■ FRAGMENTO DEL DOCUMENTO:

........

Esta coexistencia también afecta a los hospitales. No es lo mismo tratar un virus que cuatro. No es igual gestionar un flujo de urgencias cuando cada paciente requiere pruebas distintas. La presión no llega de golpe, como en la pandemia, pero se siente cual marea que sube sin hacer mucho ruido.
La gripe, además, tiene su propio truco evolutivo.
El virus cambia cada año mediante mutaciones y recombinaciones. No lo hace por maldad, sino por supervivencia. Digamos que nuestra inmunidad lo obliga a reinventarse, y él responde.
Para anticiparnos, la OMS reúne datos globales, analiza qué cepas circulan en el hemisferio sur y decide la composición de la vacuna que recibiremos aquí. Un ejercicio de predicción científica admirable, mas no infalible.

........

Extractos del conjunto de datos:
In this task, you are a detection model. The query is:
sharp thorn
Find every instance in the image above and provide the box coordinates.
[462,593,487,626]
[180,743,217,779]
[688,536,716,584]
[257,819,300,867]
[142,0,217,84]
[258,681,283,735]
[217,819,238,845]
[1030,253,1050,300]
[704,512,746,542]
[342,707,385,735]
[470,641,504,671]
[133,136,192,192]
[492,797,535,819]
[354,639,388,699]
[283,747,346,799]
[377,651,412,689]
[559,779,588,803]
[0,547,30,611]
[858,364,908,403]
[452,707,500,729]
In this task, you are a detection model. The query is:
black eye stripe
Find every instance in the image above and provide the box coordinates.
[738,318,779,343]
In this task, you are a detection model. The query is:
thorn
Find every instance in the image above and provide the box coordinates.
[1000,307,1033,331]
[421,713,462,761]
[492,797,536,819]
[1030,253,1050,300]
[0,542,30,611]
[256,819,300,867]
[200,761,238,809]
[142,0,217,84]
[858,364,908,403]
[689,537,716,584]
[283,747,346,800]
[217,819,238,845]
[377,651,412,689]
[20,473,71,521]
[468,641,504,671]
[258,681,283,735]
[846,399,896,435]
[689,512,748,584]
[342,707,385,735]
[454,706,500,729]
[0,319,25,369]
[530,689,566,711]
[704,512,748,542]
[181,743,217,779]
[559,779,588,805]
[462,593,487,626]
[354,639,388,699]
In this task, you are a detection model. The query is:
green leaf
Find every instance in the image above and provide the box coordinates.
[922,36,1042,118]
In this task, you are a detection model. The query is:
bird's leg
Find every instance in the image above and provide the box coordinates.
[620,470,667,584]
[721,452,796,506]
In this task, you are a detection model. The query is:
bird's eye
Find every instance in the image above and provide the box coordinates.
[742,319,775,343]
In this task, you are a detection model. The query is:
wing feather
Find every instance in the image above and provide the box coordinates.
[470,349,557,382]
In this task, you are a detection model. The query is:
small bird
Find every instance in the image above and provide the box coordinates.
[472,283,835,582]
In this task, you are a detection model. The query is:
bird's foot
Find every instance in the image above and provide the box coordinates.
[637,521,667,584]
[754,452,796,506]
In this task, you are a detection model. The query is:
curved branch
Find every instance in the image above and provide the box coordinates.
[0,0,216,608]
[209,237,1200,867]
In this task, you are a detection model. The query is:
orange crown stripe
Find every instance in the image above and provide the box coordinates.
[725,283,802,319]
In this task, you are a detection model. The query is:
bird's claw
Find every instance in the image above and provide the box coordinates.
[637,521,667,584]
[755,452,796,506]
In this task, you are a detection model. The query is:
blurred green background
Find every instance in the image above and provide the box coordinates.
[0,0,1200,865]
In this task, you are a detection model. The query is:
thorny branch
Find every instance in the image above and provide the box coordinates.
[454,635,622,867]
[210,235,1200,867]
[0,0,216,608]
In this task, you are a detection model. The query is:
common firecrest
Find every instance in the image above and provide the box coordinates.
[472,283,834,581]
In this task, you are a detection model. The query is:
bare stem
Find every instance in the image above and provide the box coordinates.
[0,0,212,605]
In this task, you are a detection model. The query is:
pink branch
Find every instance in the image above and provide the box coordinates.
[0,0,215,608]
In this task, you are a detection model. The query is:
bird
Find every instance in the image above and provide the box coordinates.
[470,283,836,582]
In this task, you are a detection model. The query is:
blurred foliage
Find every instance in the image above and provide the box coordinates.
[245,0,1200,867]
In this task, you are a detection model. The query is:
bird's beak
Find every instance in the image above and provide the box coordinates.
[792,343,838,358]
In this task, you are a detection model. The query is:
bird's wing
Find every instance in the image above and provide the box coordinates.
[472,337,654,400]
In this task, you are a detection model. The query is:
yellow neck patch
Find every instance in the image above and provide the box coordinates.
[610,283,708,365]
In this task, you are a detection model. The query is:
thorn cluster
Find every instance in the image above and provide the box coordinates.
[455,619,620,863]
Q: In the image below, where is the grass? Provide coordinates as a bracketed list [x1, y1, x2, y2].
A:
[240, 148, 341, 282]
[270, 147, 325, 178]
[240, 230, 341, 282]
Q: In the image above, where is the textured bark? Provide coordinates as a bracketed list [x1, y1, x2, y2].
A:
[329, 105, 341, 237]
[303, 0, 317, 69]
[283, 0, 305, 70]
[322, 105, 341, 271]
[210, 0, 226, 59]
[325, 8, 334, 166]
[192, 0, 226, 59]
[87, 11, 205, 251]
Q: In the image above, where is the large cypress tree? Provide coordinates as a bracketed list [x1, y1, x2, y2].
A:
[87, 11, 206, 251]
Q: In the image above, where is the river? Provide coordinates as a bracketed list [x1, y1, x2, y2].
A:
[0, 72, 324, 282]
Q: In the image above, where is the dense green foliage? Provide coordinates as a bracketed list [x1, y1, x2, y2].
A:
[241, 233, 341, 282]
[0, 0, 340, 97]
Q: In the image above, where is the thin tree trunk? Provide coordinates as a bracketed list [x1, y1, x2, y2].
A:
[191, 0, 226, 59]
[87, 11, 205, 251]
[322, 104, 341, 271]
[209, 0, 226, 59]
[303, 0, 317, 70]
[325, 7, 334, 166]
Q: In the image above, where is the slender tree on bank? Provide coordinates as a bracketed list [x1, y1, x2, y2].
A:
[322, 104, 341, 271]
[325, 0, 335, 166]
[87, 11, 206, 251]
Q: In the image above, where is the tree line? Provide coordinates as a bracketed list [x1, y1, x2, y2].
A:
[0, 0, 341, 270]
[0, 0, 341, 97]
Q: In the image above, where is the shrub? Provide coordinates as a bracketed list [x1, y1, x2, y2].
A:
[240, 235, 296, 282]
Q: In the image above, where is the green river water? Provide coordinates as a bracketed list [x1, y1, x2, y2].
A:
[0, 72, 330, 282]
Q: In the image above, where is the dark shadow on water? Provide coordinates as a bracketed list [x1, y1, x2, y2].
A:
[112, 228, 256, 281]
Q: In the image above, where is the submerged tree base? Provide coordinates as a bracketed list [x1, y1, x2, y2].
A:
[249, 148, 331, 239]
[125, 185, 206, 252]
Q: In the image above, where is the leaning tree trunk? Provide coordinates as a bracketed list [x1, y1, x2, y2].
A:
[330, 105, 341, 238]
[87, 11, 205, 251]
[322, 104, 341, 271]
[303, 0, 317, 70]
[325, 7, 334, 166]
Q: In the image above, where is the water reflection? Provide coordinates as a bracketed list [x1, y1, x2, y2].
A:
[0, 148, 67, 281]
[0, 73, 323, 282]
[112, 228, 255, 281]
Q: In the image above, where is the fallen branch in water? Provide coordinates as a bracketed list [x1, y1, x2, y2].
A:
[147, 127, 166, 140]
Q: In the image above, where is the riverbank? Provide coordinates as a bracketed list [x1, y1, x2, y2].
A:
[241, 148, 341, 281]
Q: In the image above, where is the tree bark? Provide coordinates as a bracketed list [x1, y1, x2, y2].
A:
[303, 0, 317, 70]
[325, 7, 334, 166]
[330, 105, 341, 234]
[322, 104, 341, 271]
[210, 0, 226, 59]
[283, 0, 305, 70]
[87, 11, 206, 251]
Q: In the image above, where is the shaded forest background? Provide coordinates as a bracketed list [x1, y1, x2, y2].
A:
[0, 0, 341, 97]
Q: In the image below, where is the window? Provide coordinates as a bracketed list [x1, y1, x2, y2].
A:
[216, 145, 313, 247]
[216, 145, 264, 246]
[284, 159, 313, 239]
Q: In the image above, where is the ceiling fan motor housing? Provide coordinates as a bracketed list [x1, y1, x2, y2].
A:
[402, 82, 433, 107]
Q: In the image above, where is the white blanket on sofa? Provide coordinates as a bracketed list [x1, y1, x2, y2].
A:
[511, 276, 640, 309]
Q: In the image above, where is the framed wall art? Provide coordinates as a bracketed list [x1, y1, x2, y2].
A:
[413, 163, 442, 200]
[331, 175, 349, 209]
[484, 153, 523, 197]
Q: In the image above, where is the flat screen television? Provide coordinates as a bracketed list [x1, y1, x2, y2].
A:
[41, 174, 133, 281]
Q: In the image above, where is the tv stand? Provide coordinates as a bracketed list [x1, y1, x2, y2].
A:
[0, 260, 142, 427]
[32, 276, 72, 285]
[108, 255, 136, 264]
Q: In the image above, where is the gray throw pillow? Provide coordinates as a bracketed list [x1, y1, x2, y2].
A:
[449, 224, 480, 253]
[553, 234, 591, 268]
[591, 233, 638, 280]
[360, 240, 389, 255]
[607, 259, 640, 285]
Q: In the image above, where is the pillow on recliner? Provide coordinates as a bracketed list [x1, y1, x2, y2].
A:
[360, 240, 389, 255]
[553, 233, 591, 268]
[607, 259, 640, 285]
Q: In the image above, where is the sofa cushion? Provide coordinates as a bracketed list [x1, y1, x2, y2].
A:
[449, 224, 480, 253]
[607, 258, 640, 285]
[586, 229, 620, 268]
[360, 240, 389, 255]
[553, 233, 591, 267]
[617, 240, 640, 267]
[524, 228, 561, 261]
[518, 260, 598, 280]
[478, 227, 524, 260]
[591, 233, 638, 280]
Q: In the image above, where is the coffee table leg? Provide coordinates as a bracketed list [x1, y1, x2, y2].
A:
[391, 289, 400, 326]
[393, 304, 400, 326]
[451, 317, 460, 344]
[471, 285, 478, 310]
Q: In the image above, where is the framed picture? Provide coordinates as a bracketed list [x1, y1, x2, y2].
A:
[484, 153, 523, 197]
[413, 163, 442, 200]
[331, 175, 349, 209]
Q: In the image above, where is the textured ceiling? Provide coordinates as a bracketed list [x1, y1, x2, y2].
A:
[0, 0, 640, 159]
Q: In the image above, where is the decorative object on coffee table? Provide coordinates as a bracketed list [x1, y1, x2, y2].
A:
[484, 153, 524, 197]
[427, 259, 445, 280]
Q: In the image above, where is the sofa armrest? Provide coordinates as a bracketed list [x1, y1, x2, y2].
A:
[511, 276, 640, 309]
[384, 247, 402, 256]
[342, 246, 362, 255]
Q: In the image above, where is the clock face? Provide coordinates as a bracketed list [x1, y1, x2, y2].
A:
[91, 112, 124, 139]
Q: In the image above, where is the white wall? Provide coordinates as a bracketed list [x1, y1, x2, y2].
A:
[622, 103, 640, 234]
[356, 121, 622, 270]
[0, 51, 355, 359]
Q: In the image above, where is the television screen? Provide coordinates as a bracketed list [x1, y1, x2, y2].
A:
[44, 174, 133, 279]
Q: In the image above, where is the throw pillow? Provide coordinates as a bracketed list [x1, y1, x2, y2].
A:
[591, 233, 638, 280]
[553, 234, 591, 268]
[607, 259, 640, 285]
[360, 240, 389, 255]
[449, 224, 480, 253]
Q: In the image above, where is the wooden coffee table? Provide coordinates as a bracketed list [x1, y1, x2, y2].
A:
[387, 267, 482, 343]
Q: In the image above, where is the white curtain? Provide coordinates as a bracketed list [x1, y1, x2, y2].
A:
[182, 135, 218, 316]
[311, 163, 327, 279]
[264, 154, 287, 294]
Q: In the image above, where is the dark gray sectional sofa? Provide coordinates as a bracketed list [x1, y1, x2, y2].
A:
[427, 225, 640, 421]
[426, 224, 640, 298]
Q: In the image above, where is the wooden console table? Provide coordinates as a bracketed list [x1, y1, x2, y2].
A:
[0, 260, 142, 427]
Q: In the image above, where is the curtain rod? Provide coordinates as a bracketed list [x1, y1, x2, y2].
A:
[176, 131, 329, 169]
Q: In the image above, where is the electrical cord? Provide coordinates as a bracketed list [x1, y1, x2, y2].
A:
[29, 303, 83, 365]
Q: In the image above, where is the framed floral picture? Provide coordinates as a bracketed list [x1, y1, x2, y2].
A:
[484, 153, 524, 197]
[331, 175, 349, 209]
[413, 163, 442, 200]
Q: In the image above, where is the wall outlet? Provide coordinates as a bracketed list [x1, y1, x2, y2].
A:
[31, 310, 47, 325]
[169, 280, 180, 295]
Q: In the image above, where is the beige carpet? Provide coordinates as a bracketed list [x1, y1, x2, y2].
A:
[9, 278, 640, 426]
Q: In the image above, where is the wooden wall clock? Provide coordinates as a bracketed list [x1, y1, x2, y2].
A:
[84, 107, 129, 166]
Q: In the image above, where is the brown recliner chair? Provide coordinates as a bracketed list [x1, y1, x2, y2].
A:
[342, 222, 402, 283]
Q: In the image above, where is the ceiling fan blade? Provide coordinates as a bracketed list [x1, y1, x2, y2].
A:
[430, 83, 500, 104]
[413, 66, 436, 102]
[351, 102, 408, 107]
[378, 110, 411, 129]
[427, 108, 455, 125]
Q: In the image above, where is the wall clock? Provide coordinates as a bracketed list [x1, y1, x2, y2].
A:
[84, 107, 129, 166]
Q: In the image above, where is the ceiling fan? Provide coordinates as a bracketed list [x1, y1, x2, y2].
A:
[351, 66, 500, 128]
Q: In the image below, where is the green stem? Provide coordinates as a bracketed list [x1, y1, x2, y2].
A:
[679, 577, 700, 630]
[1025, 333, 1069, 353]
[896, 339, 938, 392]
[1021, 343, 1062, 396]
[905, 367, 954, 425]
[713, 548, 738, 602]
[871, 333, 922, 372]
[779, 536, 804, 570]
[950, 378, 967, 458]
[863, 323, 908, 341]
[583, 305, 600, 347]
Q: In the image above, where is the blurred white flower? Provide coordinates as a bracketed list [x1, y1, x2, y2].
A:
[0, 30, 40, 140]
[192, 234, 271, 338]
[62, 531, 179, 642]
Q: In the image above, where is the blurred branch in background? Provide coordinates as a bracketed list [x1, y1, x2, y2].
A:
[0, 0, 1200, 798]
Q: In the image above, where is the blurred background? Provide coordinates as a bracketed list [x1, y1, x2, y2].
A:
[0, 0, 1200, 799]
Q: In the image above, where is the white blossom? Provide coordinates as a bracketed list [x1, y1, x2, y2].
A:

........

■ TAREA POR REALIZAR:
En el fragmento sobre la gripe, ¿qué analiza la OMS para decidir la composición de la vacuna? Por favor, responde en una sola frase.

■ RESPUESTA DEL EJERCICIO:
La OMS analiza qué cepas circulan en el hemisferio sur.